• **Task to complete**: Write out all of the entries below word for word, with every line in its original order.

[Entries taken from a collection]
★ ★ ★ ★

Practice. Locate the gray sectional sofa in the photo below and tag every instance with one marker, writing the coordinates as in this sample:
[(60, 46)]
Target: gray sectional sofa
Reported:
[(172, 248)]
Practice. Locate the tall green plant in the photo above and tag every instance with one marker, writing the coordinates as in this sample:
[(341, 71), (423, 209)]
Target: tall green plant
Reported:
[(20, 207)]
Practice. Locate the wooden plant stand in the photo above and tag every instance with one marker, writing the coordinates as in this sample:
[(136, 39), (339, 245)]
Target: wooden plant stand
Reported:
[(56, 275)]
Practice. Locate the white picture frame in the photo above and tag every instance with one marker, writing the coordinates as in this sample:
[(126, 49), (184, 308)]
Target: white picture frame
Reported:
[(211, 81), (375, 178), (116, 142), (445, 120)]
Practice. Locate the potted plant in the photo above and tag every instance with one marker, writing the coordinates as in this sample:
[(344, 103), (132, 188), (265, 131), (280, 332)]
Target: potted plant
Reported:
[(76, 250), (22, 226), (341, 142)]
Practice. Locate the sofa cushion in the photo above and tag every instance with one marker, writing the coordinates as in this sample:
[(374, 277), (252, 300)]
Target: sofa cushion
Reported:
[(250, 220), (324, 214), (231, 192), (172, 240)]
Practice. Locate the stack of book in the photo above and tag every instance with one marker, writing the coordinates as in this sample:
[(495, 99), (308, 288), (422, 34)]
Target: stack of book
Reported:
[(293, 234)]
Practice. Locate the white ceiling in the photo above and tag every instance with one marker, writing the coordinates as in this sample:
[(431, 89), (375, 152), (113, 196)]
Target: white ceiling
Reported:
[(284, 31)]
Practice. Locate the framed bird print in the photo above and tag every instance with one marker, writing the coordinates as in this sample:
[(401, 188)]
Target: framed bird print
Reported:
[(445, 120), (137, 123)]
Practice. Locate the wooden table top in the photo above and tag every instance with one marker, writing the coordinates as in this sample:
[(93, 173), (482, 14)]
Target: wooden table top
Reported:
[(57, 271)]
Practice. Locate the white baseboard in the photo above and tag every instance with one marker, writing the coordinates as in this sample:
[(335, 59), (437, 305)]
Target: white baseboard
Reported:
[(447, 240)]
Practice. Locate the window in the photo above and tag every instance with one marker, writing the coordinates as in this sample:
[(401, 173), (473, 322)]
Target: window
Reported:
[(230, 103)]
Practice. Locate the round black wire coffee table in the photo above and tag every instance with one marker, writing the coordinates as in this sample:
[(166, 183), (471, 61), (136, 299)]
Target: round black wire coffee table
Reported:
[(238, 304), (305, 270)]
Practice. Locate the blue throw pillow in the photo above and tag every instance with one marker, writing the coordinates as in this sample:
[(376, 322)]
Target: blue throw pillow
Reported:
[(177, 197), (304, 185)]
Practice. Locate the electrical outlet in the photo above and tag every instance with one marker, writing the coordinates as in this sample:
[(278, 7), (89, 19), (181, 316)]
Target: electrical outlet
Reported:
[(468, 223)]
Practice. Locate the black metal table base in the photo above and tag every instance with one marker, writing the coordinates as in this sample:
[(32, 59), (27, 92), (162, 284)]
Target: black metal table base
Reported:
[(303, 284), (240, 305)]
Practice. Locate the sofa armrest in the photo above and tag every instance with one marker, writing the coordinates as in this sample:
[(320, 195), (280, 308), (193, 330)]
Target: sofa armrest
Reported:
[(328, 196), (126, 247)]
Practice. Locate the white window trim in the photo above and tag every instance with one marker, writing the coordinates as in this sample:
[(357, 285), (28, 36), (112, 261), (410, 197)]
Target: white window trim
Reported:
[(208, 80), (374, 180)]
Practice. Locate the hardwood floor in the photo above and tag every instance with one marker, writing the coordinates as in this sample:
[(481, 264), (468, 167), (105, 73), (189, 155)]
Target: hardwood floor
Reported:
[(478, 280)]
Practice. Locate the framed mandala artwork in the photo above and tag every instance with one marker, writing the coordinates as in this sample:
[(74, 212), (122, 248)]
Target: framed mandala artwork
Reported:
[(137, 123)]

★ ★ ★ ★

• **Solution to this problem**:
Practice. Locate the gray sectional sofa in the photo below and tag every instance with one marker, writing the coordinates as in this sample:
[(60, 46)]
Target: gray sectional sofa
Reported:
[(172, 248)]
Practice. Locate the tall green plant in the photo above and tag every instance with one marker, writing the coordinates as in this sample:
[(341, 71), (423, 209)]
Target: tall green plant
Reported:
[(20, 207)]
Practice. Locate the wooden plant stand in the photo above and tag every instance with one marker, writing the coordinates as in this sample:
[(136, 39), (339, 245)]
Target: wooden plant stand
Reported:
[(56, 275)]
Practice. Locate the white picture frame in the photo above and tag every instance with one marker, writing the coordinates as in this sample:
[(126, 49), (184, 308)]
Target: white picture frame
Reported:
[(211, 81), (375, 178), (116, 142), (445, 120)]
Practice. Locate the potted plant in the photo above and tag every instance with one marker, writing the coordinates as in this sample:
[(344, 103), (132, 188), (265, 131), (280, 332)]
Target: potted plant
Reported:
[(76, 250), (22, 226), (341, 142)]
Practice. Locate the sofa cushion in the photo above and tag every instance with one marker, writing the coordinates as in this sample:
[(374, 277), (252, 300)]
Target: sofa cushion
Reported:
[(250, 220), (324, 214), (231, 192), (172, 240)]
Practice. Locate the stack of book in the photo above and tag every instance with one marker, writing the coordinates as in this sample:
[(495, 99), (308, 288), (422, 34)]
Target: stack of book
Reported:
[(293, 234)]
Practice. Locate the white ceiling in the photo above and tag every instance with one marker, writing the coordinates as in this sample:
[(431, 89), (375, 152), (113, 196)]
Target: white ceiling
Reported:
[(284, 31)]
Practice. Locate the framed bird print in the photo above and tag every instance with one marker, writing the coordinates as in this sample:
[(401, 188)]
Target: framed bird print
Reported:
[(445, 120), (137, 123)]
Practice. Locate the wooden table top in the photo above and tag every instance with one marker, writing the coordinates as in this sample:
[(93, 173), (482, 14)]
Target: wooden table top
Reported:
[(57, 271)]
Practice. Locate the white baseboard in the photo above and tag every instance with one marker, writing the coordinates as in this sample:
[(335, 59), (437, 305)]
Target: white baseboard
Reported:
[(447, 240)]
Practice. Locate the window in the photo above and tag every instance with one marker, writing the coordinates as in this sample:
[(401, 173), (473, 322)]
Target: window
Reported:
[(230, 103)]
Practice. Locate the round black wire coffee table in the photo above and tag every instance with one marker, writing the coordinates as in this sample:
[(166, 183), (471, 61), (136, 299)]
Target: round black wire coffee table
Reported:
[(238, 304), (305, 270)]
Practice. Locate the blue throw pillow in the photo above and tag every instance with one marker, writing the coordinates as in this sample:
[(376, 322)]
Target: blue throw pillow
Reported:
[(177, 197), (304, 185)]
Practice. Locate the electrical outlet in the photo above and tag every instance with one marker, writing the coordinates as in this sample:
[(278, 7), (89, 19), (181, 316)]
Target: electrical outlet
Reported:
[(468, 223)]
Practice. Locate the black metal table base in the photo above and tag every instance with one marker, writing the coordinates as in this sample:
[(32, 59), (27, 92), (162, 284)]
Target: black metal table base
Reported:
[(303, 284), (240, 305)]
Practice. Locate the sofa armrest in the photo above and tag every instance with one marker, writing the coordinates as in this sample:
[(320, 195), (280, 308), (193, 330)]
Target: sofa armrest
Reported:
[(328, 196), (126, 247)]
Practice. Locate the white window trim in the photo above and tag every instance with one marker, writing the coordinates as in this sample:
[(357, 285), (28, 36), (112, 261), (410, 197)]
Target: white window trim
Reported:
[(208, 80), (374, 180)]
Practice. Locate the hardwood floor in the photo above and tag every instance with one marker, writing the coordinates as in this sample:
[(481, 264), (468, 167), (105, 73), (189, 155)]
Target: hardwood floor
Reported:
[(478, 280)]
Practice. Locate the framed mandala artwork in the photo above and tag every instance with one marker, writing the coordinates as in this sample:
[(74, 212), (122, 248)]
Target: framed mandala artwork
Reported:
[(137, 123)]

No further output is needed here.